AUSGANGSTEXT:
○ ○ ○ ○ ○
Hans Tutschku: Spannungsresonanzen (2019)

Hans Tutschku wurde im Jahr 1966 in Weimar geboren. Sein Studium in instrumentaler und elektroakustischer Komposition führte ihn unter anderem nach Dresden, Den Haag und Paris. Von 1995 bis 1996 lehrte er als Gastprofessor für Elektroakustische Musik an der Hochschule für Musik FRANZ LISZT in Weimar. Es folgten weitere pädagogische Tätigkeiten von 1997 bis 2001 in Paris am Institut de Recherche et de Coordination Acoustique/Musique (IRCAM) sowie am Conservatoire du Pays de Montbéliard in Frankreich von 2001 bis 2004. 

An der University of Birmingham erhielt er 2003 einen Doktor in Komposition (Ph.D.) und arbeitete zudem anschließend als Gastprofessor an der Technischen Universität in Berlin. Des Weiteren lehrt er als Professor für Komposition sowie als Direktor des elektroakustischen Studios an der Harvard University in den USA seit September 2004.1

Neben seiner pädagogischen Arbeit im universitären Bereich leitet Hans Tutschku regelmäßig Workshops auf internationaler Ebene sowohl für Musiker als auch Nicht-Musiker, die sich mit Aspekten wie Kunstverständnis, Zuhören, Kreativität, Komposition, Improvisation, Echtzeitelektronik oder auch Klangraum auseinandersetzen möchten. Neben seinen Lehrtätigkeiten gehört er zudem seit 1982 dem Ensemble für Intuitive Musik Weimar (EFIM) an,2 was zu einer engen Zusammenarbeit mit Karl Stockhausen führte.3

Für sein künstlerisches und kompositorisches Schaffen erhielt Hans Tutschku mehrere internationale Kompositionspreise:

„Bourges, CIMESP Sao Paulo, Hanns-Eisler, Ars Electronica, Noroit et Prix Musica Nova“.4

Ihm wurde zudem im Jahr 2005 der Kulturpreis der Stadt Weimar verliehen. Des Weiteren erhielt er 2013 ein Stipendium des Radcliff Institute for Advances Study sowie 2014 ein Stipendium der Japan-U.S. Friendship Commission. Den ersten Preis gewann er 2017 bei den Wettbewerben Klang! und CIME ICEM.

Bei seiner Komposition Spannungsresonanzen6 handelt es sich um ein elektroakustisches Hörstück aus dem Jahr 2019.7 Der Begriff ‚Hörstück‘ impliziert, dass das Stück ausschließlich zum Hören und nicht zum Sehen bestimmt ist.8

Uraufgeführt wurde das Hörstück am 5. April 2019 in Weimar zur Eröffnung des neu erbauten Bauhaus-Museums. Anlässlich der 100-jährigen Bauhaus-Bewegung setzten sich insgesamt fünf Künstler in ihren kurzen Hörstücken mit der Frage auseinander, wie lebendig die Gedanken der Bauhaus-Begegnung heute noch seien.9

Zu dem Stück selbst schreibt Tutschku, dass es „eine imaginäre Klangreise in Weimars Ambiente vor 100 Jahren“10 sei. Er lädt seine Hörerinnen und Hörer auf eine fiktive Reise in diese Vergangenheit ein, und geht musikalisch der Frage nach, wie es geklungen haben könnte, „als Kunst und Industrie aufeinander trafen – als bestehende Abgrenzungen aufgelöst wurden, um neue Kreativitäts-Räume zu schaffen – als Künstler und Handwerker unterschiedlichster Herkunft und mit sehr individuellen Konzepten und Visionen eine neue Welt schufen […]“.11 Intensiviert wird dieses Eintauchen in die Vergangenheit durch die Verwendung von Stereofonie, mit welcher ein räumliches Klangerlebnis geschaffen wird.
○ ○ ○ ○ ○
VORLIEGENDE DATEN:

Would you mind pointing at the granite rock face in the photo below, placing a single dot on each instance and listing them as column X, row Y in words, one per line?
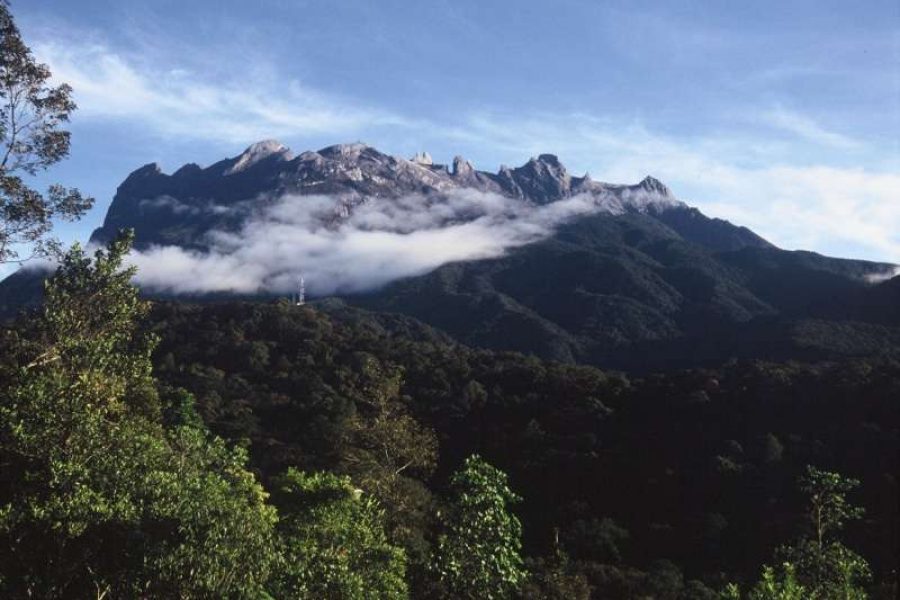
○ ○ ○ ○ ○
AUFGABE:
Setze den Text über Hans Tutschku und sein Hörstück „Spannungsresonanzen“ im Anschluss an dessen letzten Satz fort.

ERGEBNIS:
Seinem Stück Spannungsresonanzen gab er zudem den Untertitel Hommage à Kadinsky. Diese Würdigung realisierte er unter anderem dadurch, dass er zwei Zitate von Kadinsky verwendete, die in dem Stück gesprochen eingearbeitet sind:

„ ...das Erkennen des Äußeren kann nur in dem Falle eine Tür in die Zukunft werden, wenn dieses Erkennen eine Brücke zum Inneren schlägt.12 Häufig wurde ich durch Klänge angeregt: richtige Musik (z.B. Wagner, Beethoven, später Mozart, Bach usw.) oder einzelne Klänge (z.B. Leierkastenspiel, Mundharmonika usw.), oder Geräusche (fallendes Brett, murmelndes Wasser, Vogelgeschrei usw.) – also organisierte und unorganisierte Klänge. Also äußere Eindrücke durch das Ohr.13

In dem Stück Spannungsresonanzen vereint Tutschku unterschiedliche elektroakustische Geräusche und Klänge mit akustischen Tönen und gesprochener Sprache. Das Hörstück lässt sich in verschiedenen Szenen unterschiedlichen Charakters einteilen. Die akustische Unterteilung des Stückes erfolgt mithilfe von Zäsurklängen, die im Stück mehrfach erklingen. In der nachfolgenden selbst erstellten Hörpartitur sind diese Klänge mit einer gelben farblichen Markierung hervorgehoben. 

Neben den Zäsurklängen gibt es weitere farbliche Hervorhebungen in der Hörpartitur. Es erfolgt eine Unterscheidung von drei Arten von Klängen: die Schriftfarbe Grün kennzeichnet Klänge, denen eine oder mehrere konkrete Tonhöhen zuzuordnen sind; die rot gekennzeichneten Begriffe repräsentieren gesprochene Elemente, die in dem Stück auftauchen und alle weiteren Geräusche wurden mit der Farbe Schwarz notiert. Klänge und Geräusche, die in dem Stück wiederholt auftreten, wurden jeweils farblich zusammengehörend gekennzeichnet.

Vreni Röder

Hans Tutschku: Spannungsresonanzen


1 Vgl. Hans Tutschku, „Biographie“, in: https://tutschku.com/biography/?lang=fr, abgerufen am 26.6.2023.
2 Vgl. ebd., abgerufen am 26.6.2023.
3 Michael von Hintzenstern, „Ensemble für Intuitive Musik Weimar (EFIM)“, in: http://www.hintzenstern.eu/Michael_von/Ensembles.html, abgerufen am 28.07.2023.
4 Hans Tutschku, „Biographie“ (wie Anm. 1), abgerufen am 26.6.2023.
5 Vgl. ebd., abgerufen am 26.6.2023.
6 Bei dem folgenden Link handelt es sich um einen digitalen Zugang zu dem Stück Spannungsresonanzen: https://tutschku.com/spannungsresonanzen-recording/ 
7 Vgl. Hans Tutschku, „Spannungsresonanzen“, in: https://tutschku.com/spannungsresonanzen/?lang=de, abgerufen am 26.6.2023.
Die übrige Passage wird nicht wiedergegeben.